§ **WRITTEN EXERCISE**
Please pick out every line below that contains the string "target" and copy each one in full.

______________________________

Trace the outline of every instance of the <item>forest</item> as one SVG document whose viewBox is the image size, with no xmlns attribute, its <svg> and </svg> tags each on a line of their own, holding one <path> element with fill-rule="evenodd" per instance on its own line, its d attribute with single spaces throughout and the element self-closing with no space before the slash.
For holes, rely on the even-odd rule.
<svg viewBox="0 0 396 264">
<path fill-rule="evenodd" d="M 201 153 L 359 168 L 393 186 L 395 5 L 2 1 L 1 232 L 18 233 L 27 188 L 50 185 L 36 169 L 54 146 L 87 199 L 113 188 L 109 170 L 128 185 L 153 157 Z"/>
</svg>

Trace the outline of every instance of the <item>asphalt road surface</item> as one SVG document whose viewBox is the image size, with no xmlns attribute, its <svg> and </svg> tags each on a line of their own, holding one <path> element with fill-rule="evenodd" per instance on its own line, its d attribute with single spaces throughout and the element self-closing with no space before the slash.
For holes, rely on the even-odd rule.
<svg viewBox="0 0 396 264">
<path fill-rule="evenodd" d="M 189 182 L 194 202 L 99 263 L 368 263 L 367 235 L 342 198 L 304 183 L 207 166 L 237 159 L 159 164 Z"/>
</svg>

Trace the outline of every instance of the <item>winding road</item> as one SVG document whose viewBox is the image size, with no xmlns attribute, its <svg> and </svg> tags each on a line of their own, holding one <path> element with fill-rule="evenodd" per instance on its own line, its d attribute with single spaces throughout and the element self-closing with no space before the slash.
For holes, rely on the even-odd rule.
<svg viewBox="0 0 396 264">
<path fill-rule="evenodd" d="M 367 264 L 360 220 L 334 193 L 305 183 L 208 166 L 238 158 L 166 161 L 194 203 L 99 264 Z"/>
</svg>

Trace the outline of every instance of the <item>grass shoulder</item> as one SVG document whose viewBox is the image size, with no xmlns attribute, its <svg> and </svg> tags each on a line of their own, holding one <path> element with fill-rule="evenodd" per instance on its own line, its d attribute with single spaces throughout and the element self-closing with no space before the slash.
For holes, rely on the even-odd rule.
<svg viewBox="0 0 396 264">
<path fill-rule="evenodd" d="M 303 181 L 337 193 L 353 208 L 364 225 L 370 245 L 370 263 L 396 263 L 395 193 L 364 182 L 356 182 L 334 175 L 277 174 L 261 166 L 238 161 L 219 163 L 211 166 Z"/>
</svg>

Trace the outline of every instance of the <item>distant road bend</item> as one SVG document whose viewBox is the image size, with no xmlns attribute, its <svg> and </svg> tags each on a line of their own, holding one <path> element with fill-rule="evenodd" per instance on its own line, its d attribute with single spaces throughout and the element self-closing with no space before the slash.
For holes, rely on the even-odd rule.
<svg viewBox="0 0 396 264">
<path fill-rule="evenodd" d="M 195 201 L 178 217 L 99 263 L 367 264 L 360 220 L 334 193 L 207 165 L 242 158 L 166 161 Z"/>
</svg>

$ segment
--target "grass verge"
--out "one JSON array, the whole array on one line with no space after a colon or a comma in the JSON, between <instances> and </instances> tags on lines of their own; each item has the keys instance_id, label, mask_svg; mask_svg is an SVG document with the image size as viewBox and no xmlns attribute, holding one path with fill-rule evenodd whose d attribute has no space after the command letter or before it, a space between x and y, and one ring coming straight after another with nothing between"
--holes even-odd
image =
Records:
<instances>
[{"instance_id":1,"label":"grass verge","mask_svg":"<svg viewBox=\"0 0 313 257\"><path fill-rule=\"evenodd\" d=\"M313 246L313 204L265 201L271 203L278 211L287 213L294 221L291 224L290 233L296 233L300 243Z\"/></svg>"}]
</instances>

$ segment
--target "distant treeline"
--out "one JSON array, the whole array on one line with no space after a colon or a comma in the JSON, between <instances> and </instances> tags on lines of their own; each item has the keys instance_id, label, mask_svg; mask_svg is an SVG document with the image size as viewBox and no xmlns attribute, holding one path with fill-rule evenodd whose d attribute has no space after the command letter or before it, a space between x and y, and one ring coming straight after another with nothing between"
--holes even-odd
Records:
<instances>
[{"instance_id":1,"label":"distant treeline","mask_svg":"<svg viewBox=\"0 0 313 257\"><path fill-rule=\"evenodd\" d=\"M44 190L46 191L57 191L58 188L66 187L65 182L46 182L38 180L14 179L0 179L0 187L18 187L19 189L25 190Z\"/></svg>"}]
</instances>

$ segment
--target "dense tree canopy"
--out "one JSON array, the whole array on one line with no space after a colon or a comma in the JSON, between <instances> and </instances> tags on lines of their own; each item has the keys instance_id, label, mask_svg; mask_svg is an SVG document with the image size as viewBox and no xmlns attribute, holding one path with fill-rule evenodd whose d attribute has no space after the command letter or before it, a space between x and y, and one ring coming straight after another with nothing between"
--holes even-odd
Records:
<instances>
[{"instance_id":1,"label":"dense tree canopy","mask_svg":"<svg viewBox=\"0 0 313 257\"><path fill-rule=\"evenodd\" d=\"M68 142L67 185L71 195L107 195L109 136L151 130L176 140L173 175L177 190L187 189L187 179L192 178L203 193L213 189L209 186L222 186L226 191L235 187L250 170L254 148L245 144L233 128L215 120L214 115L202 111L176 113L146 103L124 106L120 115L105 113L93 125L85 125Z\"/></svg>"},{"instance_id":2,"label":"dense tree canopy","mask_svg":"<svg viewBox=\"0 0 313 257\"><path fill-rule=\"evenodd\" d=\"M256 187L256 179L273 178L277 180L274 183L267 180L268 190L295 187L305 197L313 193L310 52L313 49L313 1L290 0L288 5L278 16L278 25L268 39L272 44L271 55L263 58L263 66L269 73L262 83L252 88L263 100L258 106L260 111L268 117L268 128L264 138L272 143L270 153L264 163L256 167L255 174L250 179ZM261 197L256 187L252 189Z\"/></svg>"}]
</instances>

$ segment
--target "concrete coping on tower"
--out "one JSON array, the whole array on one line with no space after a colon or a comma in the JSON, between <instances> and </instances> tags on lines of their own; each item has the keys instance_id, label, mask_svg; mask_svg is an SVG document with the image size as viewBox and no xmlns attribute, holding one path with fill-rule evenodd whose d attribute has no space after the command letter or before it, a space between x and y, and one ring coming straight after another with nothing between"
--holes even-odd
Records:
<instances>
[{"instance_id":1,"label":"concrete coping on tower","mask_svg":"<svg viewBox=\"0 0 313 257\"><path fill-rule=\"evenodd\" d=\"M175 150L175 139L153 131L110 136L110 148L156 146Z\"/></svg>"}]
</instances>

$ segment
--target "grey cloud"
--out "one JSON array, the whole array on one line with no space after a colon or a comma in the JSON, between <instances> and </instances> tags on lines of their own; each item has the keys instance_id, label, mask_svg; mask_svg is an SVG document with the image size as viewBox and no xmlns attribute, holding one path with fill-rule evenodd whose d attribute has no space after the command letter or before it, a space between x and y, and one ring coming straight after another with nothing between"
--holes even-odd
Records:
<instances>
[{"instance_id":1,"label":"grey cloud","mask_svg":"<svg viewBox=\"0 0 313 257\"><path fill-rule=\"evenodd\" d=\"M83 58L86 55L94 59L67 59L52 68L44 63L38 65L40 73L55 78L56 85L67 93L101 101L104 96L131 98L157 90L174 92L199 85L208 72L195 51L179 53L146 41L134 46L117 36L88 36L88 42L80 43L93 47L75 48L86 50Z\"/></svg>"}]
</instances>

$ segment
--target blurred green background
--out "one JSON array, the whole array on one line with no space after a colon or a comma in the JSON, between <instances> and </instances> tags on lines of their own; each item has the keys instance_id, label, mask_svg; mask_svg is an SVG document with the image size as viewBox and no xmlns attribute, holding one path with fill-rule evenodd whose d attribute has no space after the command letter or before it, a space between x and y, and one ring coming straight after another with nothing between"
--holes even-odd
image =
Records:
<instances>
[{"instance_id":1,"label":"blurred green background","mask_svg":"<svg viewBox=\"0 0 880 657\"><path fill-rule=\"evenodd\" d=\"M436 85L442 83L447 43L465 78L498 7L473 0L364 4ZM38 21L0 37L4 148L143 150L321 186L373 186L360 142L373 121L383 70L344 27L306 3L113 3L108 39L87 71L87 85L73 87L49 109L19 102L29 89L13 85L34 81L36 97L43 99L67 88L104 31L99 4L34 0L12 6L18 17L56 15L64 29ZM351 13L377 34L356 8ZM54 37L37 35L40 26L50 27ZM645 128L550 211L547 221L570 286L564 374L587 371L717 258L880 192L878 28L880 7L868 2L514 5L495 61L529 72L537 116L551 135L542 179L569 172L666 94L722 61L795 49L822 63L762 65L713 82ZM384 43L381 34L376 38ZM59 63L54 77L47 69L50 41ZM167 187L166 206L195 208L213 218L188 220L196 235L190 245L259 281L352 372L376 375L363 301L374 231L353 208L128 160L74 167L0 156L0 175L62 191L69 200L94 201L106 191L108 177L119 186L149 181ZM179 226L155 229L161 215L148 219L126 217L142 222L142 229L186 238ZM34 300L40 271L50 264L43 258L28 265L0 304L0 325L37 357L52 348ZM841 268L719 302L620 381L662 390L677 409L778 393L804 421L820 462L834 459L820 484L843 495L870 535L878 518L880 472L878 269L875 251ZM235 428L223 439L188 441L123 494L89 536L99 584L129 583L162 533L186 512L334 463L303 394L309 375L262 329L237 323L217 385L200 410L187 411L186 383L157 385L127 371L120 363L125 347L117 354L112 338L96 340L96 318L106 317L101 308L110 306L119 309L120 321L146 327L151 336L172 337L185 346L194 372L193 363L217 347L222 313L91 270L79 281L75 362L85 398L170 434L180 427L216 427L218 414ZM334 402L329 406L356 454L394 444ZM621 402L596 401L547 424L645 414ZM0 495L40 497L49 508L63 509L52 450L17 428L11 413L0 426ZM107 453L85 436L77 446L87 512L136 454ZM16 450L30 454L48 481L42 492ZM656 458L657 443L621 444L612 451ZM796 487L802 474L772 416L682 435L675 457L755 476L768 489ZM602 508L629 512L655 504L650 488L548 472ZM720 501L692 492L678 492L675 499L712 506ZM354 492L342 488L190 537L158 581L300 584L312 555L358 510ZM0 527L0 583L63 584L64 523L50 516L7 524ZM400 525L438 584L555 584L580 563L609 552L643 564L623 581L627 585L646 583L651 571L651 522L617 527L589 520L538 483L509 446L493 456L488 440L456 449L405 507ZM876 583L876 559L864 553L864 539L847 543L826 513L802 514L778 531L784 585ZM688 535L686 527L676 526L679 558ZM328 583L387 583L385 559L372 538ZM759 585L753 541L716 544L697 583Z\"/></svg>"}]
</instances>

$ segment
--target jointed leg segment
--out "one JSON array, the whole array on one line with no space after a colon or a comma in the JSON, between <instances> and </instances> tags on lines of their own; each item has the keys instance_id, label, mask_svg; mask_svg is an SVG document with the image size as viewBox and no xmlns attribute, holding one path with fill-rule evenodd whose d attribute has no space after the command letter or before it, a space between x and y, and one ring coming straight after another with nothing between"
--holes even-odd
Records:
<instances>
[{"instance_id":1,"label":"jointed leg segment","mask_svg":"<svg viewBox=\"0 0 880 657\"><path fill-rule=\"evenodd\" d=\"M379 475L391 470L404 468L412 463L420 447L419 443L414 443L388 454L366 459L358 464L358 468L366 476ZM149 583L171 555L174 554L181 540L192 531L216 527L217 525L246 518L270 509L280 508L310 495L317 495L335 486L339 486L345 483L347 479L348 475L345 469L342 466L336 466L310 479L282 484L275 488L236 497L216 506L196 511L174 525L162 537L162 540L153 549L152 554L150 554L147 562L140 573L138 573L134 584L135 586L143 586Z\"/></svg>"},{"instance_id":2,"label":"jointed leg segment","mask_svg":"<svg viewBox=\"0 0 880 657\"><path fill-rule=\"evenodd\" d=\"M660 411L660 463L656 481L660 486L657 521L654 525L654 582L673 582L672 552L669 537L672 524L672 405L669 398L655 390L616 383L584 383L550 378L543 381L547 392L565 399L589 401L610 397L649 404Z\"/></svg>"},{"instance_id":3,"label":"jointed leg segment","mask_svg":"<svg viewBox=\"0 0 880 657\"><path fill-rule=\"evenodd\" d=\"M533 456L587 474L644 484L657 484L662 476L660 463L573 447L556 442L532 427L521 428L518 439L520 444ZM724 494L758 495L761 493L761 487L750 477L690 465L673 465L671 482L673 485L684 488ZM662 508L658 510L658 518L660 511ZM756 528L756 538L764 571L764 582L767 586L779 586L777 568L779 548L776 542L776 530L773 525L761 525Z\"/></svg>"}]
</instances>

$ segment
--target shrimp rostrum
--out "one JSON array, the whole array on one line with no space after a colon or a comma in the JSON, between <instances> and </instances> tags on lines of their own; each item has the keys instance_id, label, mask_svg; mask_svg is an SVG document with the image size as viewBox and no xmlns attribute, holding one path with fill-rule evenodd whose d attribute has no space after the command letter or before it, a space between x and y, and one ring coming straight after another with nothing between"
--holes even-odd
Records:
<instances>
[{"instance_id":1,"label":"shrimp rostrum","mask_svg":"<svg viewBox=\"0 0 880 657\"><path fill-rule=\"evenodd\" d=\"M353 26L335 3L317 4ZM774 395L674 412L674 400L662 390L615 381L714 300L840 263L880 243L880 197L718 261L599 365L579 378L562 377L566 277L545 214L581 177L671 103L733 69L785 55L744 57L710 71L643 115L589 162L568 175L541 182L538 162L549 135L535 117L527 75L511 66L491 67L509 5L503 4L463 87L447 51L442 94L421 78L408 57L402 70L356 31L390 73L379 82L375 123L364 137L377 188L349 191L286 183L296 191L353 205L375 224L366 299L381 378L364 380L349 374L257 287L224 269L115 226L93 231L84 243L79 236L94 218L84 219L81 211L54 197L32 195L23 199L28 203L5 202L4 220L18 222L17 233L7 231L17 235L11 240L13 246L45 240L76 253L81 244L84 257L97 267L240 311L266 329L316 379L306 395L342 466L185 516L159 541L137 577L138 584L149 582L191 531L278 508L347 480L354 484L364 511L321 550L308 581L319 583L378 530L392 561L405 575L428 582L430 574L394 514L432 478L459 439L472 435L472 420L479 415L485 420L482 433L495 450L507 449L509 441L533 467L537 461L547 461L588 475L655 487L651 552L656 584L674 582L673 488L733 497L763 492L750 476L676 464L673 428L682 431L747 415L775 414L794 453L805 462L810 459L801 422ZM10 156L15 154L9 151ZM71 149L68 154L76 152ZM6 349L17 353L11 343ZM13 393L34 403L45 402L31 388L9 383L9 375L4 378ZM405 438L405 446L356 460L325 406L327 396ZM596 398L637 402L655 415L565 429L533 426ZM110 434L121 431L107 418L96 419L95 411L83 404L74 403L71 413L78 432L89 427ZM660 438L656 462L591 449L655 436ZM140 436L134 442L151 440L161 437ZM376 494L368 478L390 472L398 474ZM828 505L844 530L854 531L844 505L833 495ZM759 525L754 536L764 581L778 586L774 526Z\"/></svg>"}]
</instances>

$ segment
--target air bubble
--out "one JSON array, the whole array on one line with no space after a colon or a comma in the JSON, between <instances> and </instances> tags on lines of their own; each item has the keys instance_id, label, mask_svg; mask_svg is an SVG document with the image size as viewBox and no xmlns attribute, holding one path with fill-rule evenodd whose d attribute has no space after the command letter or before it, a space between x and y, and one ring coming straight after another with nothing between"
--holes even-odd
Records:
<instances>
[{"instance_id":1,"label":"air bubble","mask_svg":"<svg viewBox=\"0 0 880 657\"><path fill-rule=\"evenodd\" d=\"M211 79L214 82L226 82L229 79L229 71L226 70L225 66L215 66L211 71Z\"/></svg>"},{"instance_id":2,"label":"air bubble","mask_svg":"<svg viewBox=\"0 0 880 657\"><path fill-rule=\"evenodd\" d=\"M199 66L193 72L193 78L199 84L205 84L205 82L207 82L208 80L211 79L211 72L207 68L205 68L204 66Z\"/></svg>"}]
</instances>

______________________________

§ **THE SOLUTION**
--target "grass verge"
--target "distant treeline"
--target "dense tree canopy"
--target "concrete coping on tower"
--target "grey cloud"
--target blurred green background
--target jointed leg segment
--target shrimp rostrum
--target air bubble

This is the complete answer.